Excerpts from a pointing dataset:
__________

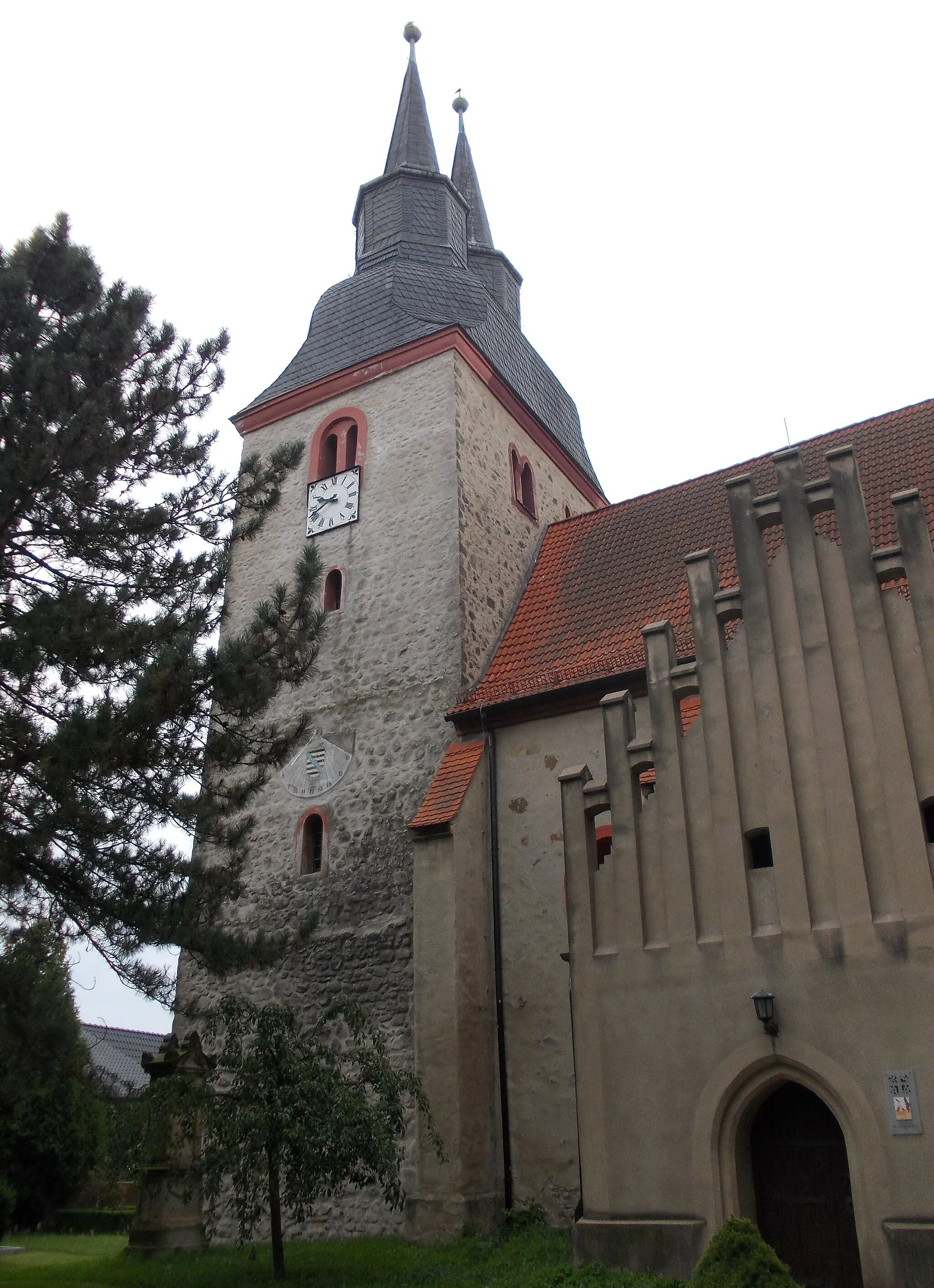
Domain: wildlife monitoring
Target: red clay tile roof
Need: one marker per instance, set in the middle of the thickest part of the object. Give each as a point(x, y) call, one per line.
point(602, 576)
point(450, 783)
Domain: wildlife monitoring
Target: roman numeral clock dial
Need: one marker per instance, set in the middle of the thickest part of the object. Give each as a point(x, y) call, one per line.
point(333, 503)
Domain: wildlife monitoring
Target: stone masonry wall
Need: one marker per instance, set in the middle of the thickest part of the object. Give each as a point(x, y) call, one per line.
point(388, 672)
point(496, 539)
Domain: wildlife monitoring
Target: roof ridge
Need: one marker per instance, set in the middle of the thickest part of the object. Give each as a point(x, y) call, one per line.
point(754, 460)
point(116, 1028)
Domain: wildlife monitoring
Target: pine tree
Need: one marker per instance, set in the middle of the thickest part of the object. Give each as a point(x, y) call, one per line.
point(119, 714)
point(51, 1118)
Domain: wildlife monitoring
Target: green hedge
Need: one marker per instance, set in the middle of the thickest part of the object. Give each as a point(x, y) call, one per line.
point(739, 1257)
point(92, 1220)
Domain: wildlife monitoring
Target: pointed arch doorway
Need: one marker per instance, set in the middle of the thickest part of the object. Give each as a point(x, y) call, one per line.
point(800, 1174)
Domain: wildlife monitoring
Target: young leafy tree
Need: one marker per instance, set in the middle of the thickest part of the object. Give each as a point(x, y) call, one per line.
point(286, 1117)
point(51, 1118)
point(119, 714)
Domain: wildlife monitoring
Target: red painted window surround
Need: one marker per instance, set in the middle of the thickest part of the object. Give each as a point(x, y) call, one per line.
point(317, 812)
point(524, 484)
point(406, 356)
point(338, 443)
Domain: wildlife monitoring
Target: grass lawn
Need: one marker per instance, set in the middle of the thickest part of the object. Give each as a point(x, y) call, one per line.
point(529, 1259)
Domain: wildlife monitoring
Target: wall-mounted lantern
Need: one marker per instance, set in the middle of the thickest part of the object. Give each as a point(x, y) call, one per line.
point(766, 1012)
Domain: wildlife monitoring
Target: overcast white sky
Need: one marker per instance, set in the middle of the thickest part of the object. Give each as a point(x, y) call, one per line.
point(722, 212)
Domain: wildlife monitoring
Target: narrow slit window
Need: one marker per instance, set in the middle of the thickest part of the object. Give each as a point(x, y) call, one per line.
point(312, 844)
point(647, 783)
point(759, 849)
point(605, 844)
point(928, 819)
point(334, 590)
point(527, 485)
point(351, 454)
point(327, 462)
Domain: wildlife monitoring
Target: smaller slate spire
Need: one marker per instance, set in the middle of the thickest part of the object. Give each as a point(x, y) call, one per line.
point(411, 143)
point(464, 178)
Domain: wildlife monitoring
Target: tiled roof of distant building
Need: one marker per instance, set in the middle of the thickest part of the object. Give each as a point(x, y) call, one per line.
point(602, 576)
point(116, 1057)
point(450, 783)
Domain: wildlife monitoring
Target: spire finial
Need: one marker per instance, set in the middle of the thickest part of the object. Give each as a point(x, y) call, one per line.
point(460, 106)
point(413, 35)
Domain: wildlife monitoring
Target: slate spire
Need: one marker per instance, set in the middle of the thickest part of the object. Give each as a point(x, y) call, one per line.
point(411, 143)
point(464, 178)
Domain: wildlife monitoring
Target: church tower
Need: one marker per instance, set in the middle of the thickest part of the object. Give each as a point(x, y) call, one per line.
point(438, 447)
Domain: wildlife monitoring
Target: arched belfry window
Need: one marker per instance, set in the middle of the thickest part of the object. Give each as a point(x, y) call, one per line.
point(334, 590)
point(524, 484)
point(327, 460)
point(338, 443)
point(312, 845)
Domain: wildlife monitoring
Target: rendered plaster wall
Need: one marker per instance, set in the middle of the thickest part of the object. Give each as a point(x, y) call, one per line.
point(455, 1026)
point(672, 1063)
point(388, 672)
point(496, 539)
point(538, 1018)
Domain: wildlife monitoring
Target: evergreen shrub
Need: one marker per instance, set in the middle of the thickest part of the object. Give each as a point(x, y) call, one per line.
point(92, 1220)
point(739, 1257)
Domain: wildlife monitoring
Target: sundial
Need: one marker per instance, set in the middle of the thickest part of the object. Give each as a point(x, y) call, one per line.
point(316, 768)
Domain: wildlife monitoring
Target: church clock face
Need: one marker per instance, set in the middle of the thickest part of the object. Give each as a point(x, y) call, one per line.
point(333, 503)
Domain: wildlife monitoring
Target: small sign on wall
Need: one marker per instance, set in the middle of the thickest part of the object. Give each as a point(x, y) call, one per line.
point(901, 1096)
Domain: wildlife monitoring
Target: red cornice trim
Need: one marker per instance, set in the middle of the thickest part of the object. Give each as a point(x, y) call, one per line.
point(406, 356)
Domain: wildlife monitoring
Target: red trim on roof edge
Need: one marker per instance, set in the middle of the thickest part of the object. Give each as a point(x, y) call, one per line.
point(406, 356)
point(450, 783)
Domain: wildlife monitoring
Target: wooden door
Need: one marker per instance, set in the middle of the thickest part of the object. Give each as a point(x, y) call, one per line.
point(804, 1206)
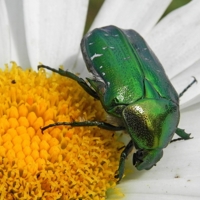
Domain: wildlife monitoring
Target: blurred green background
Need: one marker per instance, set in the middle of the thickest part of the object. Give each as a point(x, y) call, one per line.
point(94, 6)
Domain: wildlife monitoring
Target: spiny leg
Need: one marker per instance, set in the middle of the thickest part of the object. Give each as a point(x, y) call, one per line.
point(181, 94)
point(79, 80)
point(183, 135)
point(124, 154)
point(102, 125)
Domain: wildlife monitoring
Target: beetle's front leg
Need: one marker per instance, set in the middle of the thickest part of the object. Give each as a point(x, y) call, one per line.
point(102, 125)
point(183, 135)
point(79, 80)
point(124, 154)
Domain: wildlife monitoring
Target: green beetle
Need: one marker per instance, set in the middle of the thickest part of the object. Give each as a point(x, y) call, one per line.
point(132, 86)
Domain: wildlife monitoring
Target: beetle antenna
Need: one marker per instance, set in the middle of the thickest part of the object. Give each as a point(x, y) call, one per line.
point(181, 94)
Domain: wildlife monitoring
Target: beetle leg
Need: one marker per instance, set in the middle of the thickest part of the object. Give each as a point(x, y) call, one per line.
point(102, 125)
point(124, 154)
point(79, 80)
point(183, 135)
point(181, 94)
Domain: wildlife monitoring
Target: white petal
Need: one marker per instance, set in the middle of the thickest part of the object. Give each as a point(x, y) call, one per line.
point(12, 33)
point(131, 14)
point(176, 39)
point(54, 30)
point(183, 79)
point(4, 35)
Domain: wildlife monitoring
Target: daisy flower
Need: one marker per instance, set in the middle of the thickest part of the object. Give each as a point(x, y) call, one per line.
point(79, 163)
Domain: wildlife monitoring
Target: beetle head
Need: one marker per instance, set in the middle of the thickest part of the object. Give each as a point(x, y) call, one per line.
point(146, 159)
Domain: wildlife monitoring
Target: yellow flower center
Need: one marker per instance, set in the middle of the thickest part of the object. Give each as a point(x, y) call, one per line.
point(63, 162)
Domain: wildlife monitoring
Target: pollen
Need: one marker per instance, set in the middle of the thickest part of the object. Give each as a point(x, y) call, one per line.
point(63, 162)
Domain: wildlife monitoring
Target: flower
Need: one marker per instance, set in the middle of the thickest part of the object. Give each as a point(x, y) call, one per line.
point(50, 33)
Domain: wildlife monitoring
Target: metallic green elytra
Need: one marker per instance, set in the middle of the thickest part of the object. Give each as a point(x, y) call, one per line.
point(132, 86)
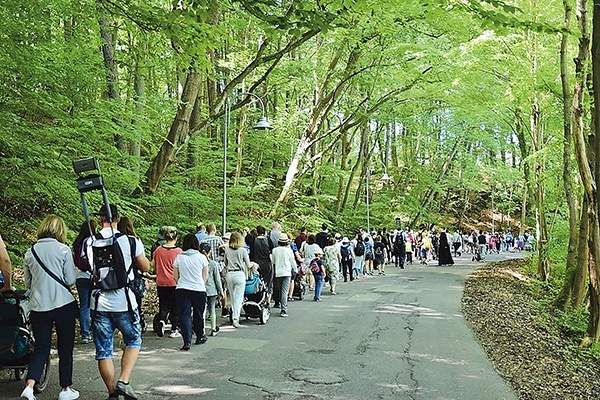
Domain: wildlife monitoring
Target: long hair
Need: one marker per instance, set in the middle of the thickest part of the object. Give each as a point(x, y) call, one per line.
point(52, 227)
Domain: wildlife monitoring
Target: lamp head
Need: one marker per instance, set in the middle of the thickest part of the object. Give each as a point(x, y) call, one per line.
point(262, 124)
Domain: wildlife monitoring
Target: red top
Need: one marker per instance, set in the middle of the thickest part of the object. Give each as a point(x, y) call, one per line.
point(163, 264)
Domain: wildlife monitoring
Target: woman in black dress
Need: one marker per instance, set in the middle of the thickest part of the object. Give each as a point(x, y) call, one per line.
point(445, 255)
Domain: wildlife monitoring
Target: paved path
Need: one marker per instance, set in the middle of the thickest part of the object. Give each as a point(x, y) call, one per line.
point(401, 336)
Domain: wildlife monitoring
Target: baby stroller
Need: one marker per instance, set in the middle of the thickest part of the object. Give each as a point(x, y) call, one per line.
point(300, 283)
point(256, 300)
point(16, 337)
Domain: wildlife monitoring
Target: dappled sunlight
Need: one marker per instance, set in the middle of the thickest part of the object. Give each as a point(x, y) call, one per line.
point(172, 390)
point(406, 309)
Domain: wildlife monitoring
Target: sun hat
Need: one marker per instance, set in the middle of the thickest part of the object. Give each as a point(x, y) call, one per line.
point(283, 239)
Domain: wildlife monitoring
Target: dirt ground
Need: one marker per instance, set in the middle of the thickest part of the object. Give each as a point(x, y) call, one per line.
point(526, 345)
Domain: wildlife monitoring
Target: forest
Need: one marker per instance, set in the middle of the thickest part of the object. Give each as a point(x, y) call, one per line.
point(459, 114)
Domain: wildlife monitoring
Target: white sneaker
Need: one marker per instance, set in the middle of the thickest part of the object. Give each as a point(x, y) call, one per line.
point(27, 393)
point(69, 394)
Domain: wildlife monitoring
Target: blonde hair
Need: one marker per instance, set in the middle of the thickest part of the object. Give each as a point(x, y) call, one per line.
point(236, 241)
point(52, 227)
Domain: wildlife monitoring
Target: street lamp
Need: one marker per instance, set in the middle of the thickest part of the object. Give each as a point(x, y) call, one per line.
point(262, 124)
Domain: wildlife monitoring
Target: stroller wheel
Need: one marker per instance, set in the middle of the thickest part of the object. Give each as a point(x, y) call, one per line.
point(20, 374)
point(41, 385)
point(264, 315)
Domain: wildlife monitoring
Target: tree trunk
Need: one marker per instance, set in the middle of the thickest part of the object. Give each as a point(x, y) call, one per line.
point(178, 133)
point(588, 169)
point(112, 81)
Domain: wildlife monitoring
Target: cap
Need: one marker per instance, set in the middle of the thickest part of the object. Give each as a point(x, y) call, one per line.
point(113, 211)
point(283, 238)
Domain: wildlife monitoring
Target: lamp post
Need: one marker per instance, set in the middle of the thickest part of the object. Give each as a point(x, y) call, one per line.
point(262, 124)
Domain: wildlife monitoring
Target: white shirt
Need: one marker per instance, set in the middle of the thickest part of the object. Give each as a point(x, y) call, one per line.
point(190, 265)
point(115, 300)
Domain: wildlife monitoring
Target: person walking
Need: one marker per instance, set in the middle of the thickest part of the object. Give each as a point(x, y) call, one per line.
point(83, 276)
point(308, 251)
point(262, 256)
point(49, 274)
point(284, 263)
point(162, 261)
point(125, 225)
point(347, 257)
point(117, 310)
point(191, 273)
point(331, 262)
point(236, 265)
point(316, 266)
point(214, 289)
point(445, 255)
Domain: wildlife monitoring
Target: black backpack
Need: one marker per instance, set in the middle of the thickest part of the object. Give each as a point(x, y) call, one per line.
point(360, 249)
point(345, 251)
point(109, 271)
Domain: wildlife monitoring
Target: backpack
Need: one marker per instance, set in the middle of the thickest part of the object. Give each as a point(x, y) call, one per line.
point(315, 268)
point(109, 272)
point(345, 251)
point(360, 249)
point(80, 258)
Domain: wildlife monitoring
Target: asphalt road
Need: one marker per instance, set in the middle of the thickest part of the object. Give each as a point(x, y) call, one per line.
point(399, 336)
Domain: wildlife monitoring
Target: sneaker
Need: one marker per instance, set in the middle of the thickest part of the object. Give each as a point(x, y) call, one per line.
point(161, 329)
point(201, 340)
point(125, 390)
point(69, 394)
point(27, 393)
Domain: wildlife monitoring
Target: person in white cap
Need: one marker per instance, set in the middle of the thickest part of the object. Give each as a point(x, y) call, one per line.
point(284, 262)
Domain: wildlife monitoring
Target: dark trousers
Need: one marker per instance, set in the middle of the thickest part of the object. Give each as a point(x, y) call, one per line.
point(41, 323)
point(167, 305)
point(347, 269)
point(266, 273)
point(191, 302)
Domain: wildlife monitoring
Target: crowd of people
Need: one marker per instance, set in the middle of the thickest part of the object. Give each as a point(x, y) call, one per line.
point(207, 272)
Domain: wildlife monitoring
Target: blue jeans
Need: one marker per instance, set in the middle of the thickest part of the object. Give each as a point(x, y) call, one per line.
point(105, 323)
point(83, 289)
point(191, 301)
point(318, 285)
point(41, 324)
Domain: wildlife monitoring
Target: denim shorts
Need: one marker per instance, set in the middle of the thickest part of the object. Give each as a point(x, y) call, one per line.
point(104, 326)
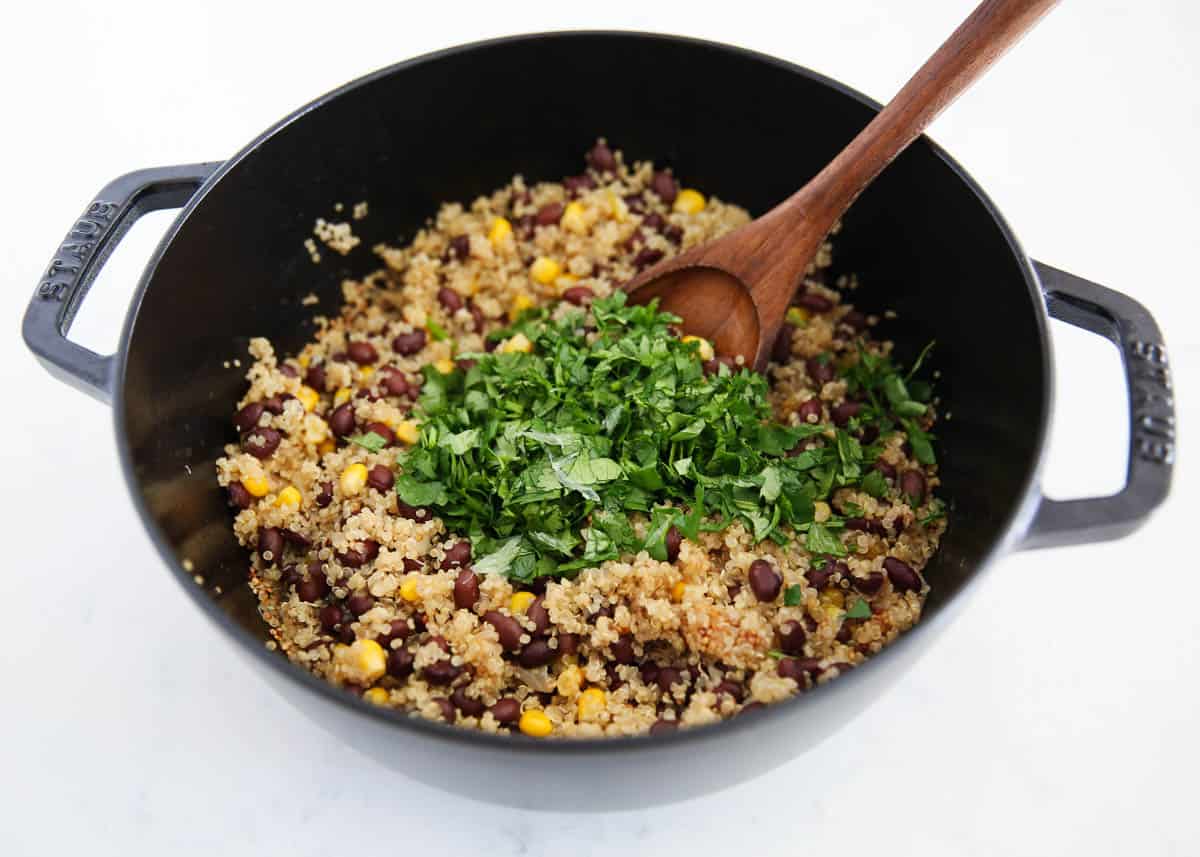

__________

**Problem requirements**: Gather every line in the entries above that contains the string "clock" and copy each one out in full. Treat uppercase and lowercase letters as different when matching.

**Result of the exercise**:
Target: roman numeral clock dial
Target: church clock face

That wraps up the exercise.